[Extracted data entries]

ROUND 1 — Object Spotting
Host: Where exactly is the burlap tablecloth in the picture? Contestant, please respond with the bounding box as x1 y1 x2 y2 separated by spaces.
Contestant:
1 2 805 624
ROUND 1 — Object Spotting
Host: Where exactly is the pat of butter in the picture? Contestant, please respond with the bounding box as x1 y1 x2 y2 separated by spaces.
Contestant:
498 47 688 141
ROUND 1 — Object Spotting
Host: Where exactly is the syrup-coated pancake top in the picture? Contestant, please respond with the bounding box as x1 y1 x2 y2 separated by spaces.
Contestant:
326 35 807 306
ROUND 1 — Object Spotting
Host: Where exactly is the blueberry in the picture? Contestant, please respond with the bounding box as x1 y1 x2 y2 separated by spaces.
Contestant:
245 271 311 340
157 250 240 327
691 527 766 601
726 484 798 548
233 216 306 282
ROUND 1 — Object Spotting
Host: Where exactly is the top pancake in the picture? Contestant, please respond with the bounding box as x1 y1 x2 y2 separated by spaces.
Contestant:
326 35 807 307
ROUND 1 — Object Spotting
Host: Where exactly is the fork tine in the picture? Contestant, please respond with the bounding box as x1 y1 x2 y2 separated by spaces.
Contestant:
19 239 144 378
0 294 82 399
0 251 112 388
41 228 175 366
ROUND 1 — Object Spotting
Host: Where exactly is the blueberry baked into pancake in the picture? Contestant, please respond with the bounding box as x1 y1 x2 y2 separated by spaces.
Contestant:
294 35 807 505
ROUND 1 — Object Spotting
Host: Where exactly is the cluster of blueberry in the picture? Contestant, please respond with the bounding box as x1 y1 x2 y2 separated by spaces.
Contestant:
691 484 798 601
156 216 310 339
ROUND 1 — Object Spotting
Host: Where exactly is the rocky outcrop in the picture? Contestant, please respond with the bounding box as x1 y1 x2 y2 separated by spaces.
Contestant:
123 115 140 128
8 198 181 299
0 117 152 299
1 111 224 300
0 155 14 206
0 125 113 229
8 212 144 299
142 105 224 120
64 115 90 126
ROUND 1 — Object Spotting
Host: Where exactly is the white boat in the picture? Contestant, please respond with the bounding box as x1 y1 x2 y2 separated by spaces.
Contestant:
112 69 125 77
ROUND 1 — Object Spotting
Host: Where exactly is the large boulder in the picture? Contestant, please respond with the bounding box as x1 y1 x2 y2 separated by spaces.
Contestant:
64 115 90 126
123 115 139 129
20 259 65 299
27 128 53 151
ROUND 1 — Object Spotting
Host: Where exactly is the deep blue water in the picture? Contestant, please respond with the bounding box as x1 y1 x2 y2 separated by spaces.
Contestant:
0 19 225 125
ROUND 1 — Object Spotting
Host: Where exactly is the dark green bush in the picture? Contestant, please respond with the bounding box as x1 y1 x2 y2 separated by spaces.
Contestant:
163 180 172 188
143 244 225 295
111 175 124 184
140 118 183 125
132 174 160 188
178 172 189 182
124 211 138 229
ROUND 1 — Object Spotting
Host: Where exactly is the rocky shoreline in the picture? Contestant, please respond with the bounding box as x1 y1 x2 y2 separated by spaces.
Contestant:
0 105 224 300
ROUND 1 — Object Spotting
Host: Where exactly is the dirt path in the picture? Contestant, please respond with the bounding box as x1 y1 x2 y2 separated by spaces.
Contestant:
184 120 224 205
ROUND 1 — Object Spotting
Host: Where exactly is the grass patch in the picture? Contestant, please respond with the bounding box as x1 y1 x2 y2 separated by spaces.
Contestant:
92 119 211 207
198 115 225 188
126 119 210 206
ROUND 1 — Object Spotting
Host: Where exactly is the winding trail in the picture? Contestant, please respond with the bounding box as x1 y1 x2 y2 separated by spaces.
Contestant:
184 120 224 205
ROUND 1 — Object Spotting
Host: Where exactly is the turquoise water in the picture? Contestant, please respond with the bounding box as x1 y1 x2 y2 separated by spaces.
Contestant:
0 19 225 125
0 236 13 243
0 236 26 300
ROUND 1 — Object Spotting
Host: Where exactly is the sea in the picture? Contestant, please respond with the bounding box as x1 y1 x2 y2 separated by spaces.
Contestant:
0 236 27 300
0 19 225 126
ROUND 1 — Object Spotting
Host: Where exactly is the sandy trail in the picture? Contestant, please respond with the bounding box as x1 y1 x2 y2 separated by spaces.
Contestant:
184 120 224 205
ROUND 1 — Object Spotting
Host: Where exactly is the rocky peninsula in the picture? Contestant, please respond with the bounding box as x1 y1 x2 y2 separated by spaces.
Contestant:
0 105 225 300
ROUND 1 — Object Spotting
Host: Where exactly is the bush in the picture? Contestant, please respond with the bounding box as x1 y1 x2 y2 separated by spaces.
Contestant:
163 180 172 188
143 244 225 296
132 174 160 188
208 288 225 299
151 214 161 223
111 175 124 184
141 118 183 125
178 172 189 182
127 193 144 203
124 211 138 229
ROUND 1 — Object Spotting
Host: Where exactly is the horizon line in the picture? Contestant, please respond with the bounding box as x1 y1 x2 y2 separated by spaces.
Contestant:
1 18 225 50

WHAT NEEDS TO BE DONE » Find the lines above that contain the word "pancake" and copy each one.

RESULT OF THE EXERCISE »
Host: Where exactly is the syrup-coated pancake top in the picture? Contestant, please respond with the bounding box as x1 y1 x2 y2 separated by spaces.
Host: Where exactly is the top pancake in the picture? Contestant, please respond with the bounding box as x1 y1 x2 y2 separated by spaces.
Host: Where exactly is the blueberry baked into pancake in the picture? Contestant, please respond with the bounding box as x1 y1 x2 y2 separated by spaces.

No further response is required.